> YOUR GOAL
Set down only what runs from the line containing "Where can you spot the gray fabric" through the last line of the data, exactly as it reads.

> SOURCE MATERIAL
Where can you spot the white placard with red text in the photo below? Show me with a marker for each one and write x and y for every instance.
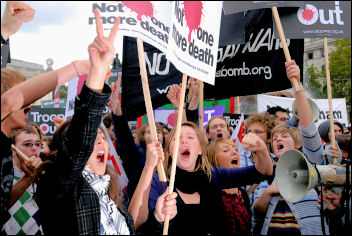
(194, 38)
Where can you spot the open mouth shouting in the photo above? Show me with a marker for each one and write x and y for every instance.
(26, 111)
(185, 153)
(101, 157)
(234, 161)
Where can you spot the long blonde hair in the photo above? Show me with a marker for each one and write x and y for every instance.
(202, 162)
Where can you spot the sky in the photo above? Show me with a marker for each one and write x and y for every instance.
(59, 31)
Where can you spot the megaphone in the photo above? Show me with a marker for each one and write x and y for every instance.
(313, 106)
(295, 176)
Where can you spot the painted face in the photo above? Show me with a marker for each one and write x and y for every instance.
(337, 130)
(227, 155)
(148, 136)
(283, 142)
(218, 129)
(111, 132)
(29, 144)
(45, 147)
(281, 118)
(99, 156)
(258, 129)
(189, 149)
(17, 119)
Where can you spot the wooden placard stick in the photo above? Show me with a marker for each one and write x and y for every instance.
(175, 151)
(201, 105)
(19, 152)
(328, 83)
(148, 103)
(238, 105)
(283, 42)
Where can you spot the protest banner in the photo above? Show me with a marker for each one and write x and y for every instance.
(318, 19)
(50, 103)
(257, 66)
(308, 16)
(264, 102)
(57, 97)
(167, 116)
(148, 20)
(194, 38)
(253, 68)
(231, 7)
(234, 119)
(44, 118)
(148, 103)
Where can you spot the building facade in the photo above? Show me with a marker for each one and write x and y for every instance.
(29, 70)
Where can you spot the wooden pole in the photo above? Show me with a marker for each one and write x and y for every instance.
(328, 83)
(175, 151)
(201, 105)
(283, 42)
(148, 103)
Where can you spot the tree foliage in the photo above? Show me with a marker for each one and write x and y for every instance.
(340, 73)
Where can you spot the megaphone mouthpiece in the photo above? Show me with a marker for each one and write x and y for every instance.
(295, 175)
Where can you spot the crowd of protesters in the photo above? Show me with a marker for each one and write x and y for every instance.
(64, 185)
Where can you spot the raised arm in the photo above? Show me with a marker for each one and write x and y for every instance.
(79, 139)
(32, 89)
(139, 204)
(173, 95)
(303, 108)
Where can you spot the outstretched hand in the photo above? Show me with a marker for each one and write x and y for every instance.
(165, 205)
(293, 71)
(174, 94)
(15, 14)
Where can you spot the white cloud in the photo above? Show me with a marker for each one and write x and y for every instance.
(61, 33)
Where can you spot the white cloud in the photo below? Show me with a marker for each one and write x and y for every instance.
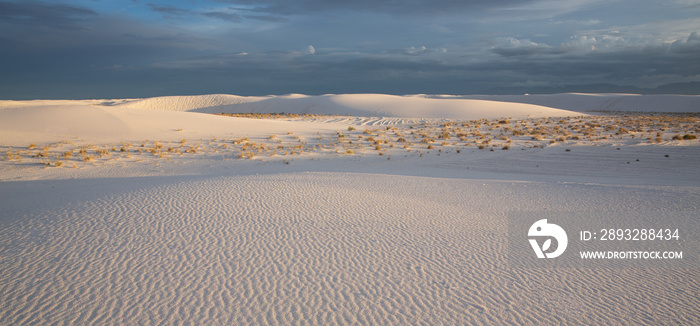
(309, 50)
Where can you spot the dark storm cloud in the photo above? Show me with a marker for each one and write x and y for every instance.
(40, 13)
(227, 16)
(168, 10)
(285, 7)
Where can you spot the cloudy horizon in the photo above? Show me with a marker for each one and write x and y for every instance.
(114, 49)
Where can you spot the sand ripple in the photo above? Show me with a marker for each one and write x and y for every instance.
(321, 249)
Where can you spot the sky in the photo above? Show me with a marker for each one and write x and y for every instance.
(70, 49)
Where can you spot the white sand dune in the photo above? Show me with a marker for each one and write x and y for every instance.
(365, 105)
(599, 102)
(411, 236)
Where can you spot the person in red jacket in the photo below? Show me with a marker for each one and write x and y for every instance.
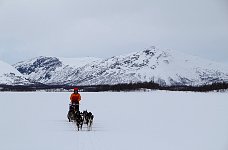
(75, 98)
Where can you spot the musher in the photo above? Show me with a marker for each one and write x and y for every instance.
(75, 99)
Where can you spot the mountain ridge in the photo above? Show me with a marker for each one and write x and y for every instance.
(165, 67)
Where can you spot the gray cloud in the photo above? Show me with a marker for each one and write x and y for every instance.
(104, 28)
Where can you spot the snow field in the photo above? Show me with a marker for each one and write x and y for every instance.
(158, 120)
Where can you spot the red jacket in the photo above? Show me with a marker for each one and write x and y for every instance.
(75, 97)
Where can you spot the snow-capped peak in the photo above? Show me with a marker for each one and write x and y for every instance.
(166, 67)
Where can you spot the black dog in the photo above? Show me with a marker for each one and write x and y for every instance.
(89, 120)
(79, 120)
(71, 113)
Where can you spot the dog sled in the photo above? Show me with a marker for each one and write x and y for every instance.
(80, 118)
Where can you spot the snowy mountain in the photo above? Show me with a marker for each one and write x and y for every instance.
(166, 67)
(11, 76)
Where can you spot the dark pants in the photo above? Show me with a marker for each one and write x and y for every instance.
(76, 105)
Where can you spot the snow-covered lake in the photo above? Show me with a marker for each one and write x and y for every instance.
(157, 120)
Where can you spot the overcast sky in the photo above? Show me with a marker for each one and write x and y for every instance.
(104, 28)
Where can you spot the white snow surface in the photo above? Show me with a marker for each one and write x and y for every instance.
(78, 62)
(157, 120)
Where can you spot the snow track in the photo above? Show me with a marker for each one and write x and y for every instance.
(157, 120)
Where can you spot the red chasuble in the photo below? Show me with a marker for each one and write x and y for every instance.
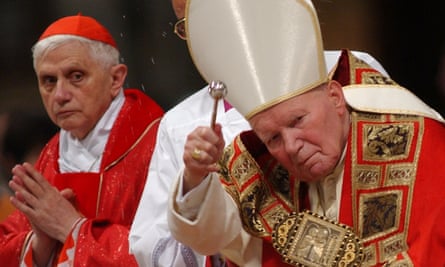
(107, 199)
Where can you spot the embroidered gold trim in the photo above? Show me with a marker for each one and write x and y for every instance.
(385, 153)
(311, 240)
(379, 214)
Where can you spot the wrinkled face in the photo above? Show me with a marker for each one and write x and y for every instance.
(75, 89)
(306, 133)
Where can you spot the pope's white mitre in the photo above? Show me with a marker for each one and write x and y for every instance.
(264, 51)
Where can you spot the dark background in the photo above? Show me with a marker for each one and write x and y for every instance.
(407, 37)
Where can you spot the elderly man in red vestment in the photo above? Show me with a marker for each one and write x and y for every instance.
(340, 168)
(76, 205)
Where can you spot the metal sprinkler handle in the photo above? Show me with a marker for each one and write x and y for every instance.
(217, 91)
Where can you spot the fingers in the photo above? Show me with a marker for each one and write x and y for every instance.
(202, 150)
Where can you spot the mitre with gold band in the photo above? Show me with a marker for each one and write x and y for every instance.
(264, 51)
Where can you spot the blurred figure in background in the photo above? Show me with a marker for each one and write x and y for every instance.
(23, 135)
(76, 205)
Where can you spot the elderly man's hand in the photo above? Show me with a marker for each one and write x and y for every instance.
(48, 210)
(202, 150)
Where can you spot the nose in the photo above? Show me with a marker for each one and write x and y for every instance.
(292, 141)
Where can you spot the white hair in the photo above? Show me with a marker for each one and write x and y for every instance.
(104, 53)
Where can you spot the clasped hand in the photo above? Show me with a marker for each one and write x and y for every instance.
(49, 210)
(203, 148)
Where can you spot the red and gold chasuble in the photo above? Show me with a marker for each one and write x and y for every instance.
(107, 199)
(392, 199)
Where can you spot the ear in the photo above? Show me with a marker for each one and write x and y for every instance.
(118, 74)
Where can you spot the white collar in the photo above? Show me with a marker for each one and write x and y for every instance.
(85, 155)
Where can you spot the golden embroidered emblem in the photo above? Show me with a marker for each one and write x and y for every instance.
(307, 239)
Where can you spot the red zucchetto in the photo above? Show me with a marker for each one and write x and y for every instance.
(82, 26)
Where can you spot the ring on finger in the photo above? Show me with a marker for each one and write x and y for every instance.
(196, 154)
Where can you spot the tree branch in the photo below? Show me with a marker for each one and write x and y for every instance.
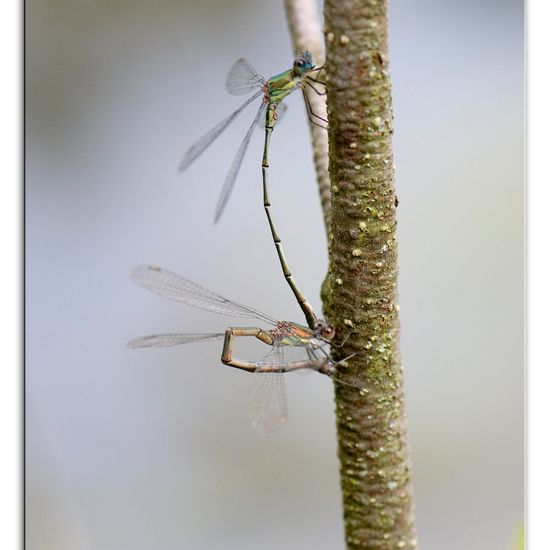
(360, 294)
(305, 29)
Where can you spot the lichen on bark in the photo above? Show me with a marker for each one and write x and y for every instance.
(360, 292)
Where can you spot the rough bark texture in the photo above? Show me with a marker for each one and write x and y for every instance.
(360, 293)
(305, 29)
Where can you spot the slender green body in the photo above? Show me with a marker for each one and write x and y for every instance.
(278, 88)
(280, 85)
(242, 78)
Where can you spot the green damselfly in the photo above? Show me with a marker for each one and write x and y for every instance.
(294, 347)
(243, 78)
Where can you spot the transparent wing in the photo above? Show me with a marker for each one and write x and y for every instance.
(267, 399)
(200, 146)
(179, 289)
(235, 167)
(167, 340)
(243, 78)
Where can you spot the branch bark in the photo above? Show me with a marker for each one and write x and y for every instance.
(360, 292)
(305, 30)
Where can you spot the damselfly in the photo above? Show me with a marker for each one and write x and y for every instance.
(294, 347)
(243, 78)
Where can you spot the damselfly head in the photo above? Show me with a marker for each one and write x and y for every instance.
(303, 63)
(324, 331)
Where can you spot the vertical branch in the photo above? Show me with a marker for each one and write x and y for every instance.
(360, 294)
(305, 29)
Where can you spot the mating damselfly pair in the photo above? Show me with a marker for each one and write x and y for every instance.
(294, 347)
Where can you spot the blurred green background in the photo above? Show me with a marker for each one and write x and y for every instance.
(153, 449)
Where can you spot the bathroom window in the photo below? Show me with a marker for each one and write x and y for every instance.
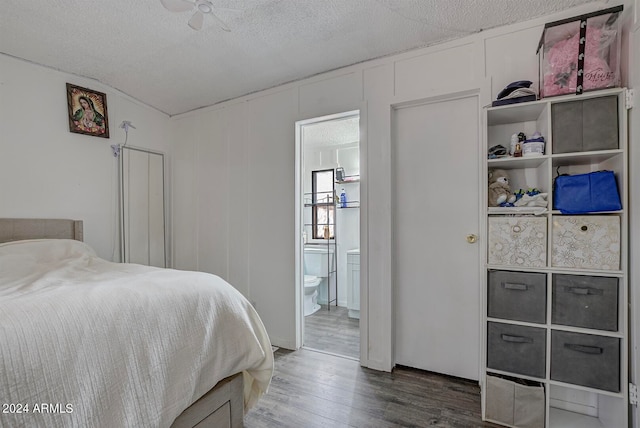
(323, 204)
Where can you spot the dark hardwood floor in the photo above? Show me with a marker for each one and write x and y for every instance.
(312, 389)
(332, 331)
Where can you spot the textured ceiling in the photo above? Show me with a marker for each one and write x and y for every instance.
(151, 54)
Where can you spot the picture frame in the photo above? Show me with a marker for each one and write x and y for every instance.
(87, 111)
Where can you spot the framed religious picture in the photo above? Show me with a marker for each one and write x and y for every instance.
(87, 111)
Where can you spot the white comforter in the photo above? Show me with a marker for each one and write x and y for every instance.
(89, 343)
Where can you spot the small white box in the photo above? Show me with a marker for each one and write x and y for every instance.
(514, 404)
(586, 242)
(518, 241)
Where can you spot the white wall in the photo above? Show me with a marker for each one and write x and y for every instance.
(45, 170)
(634, 198)
(260, 130)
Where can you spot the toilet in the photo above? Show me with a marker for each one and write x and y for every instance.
(317, 262)
(311, 283)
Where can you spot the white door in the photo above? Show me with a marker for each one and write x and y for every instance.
(436, 206)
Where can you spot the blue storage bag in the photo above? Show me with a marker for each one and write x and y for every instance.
(586, 193)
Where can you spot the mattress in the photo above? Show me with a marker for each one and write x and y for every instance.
(87, 342)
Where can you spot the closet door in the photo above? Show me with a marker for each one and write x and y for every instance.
(435, 215)
(142, 203)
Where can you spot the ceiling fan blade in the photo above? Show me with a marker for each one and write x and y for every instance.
(177, 5)
(220, 22)
(196, 20)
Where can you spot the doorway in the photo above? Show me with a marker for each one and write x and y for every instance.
(328, 227)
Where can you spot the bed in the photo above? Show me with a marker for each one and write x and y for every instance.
(87, 342)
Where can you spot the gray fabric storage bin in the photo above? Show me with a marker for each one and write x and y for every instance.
(586, 359)
(585, 125)
(516, 349)
(514, 403)
(585, 301)
(517, 296)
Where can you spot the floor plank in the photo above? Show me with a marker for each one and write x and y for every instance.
(333, 331)
(314, 389)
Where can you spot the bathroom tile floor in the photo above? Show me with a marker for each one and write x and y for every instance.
(333, 331)
(312, 390)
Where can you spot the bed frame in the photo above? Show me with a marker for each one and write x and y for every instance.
(222, 406)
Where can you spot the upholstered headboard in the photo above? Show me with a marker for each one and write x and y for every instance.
(16, 229)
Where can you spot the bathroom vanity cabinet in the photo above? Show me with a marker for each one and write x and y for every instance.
(555, 322)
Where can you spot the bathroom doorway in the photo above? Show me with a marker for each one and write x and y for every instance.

> ANSWER SPACE
Where can you spot the gray fabric storage bin in the photo above? Show me with a marker for each one and write x and y for every instance.
(586, 359)
(585, 125)
(516, 349)
(514, 403)
(585, 301)
(517, 296)
Where can you spot the floor plank in the photo above? Show me with a marker for each one and write x and y for every instance.
(333, 331)
(314, 389)
Where can you spot the bathroom tile floor in the photo above? Show me with a marker for each one and write x and y for every instance.
(333, 331)
(312, 390)
Where can you spot the bed frame in the photo above? Show me with a marker for each one and write x and y for every instance.
(222, 406)
Where can you spot the upholstered headboard in the photo above? Show me with a marker for each one and write x and y for every instance.
(16, 229)
Where can you spot the bathroom vanity cabinet in the photo above? Show me with a marker for each one and write x and y for every instance.
(555, 322)
Where can you spot the bathroom doorway in the photo above? Show me with a marker for each one and write x and y for every instance.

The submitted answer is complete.